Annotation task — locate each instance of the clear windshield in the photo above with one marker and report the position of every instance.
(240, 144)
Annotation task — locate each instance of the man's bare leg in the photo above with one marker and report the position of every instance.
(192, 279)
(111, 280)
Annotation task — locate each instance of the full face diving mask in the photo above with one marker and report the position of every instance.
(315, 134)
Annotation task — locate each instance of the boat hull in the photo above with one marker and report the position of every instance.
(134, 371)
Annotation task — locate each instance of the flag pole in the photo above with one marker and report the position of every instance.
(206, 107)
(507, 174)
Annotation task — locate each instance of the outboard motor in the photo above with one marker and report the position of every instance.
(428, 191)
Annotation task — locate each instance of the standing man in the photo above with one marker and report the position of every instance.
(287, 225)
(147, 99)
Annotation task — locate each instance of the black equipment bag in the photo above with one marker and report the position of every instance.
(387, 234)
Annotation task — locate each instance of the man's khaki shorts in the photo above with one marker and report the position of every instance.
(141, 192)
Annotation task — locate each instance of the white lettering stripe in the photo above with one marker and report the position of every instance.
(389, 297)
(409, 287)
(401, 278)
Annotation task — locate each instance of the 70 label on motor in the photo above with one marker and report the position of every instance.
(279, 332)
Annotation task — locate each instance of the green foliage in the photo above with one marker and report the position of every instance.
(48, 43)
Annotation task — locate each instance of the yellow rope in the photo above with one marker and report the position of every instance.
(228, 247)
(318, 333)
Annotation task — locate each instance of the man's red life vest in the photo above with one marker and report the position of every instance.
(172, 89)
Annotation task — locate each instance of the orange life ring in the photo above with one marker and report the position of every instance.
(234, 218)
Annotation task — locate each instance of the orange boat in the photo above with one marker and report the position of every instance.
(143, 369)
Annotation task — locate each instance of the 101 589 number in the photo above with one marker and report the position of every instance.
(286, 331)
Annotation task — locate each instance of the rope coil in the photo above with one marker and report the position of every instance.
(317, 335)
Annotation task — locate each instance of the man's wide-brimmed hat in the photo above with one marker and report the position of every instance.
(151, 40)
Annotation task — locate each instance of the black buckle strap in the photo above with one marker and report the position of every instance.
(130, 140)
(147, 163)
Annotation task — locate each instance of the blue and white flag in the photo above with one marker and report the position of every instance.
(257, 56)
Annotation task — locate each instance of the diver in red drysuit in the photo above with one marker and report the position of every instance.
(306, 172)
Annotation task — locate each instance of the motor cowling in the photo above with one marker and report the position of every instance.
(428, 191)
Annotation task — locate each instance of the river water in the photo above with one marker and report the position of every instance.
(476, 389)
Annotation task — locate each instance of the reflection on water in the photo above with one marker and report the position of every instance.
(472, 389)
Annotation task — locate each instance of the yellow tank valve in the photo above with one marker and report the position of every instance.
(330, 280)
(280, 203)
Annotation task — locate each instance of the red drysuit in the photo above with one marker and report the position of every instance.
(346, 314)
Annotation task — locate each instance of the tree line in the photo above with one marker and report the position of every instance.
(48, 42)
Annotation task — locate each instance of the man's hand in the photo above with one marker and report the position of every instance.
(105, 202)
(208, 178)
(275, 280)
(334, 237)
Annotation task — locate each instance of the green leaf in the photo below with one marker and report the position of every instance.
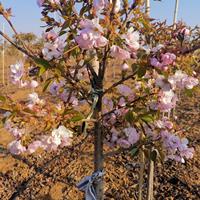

● Task details
Pull out every line of the items above that contains the word "boat", and copy each such line in full.

● Result
Annotation task — locate each instance of the boat hull in the photo above with one marker and report the position of every instance.
Annotation task — locate each instance of the orange boat in the photo above with one marker and report the position of every instance.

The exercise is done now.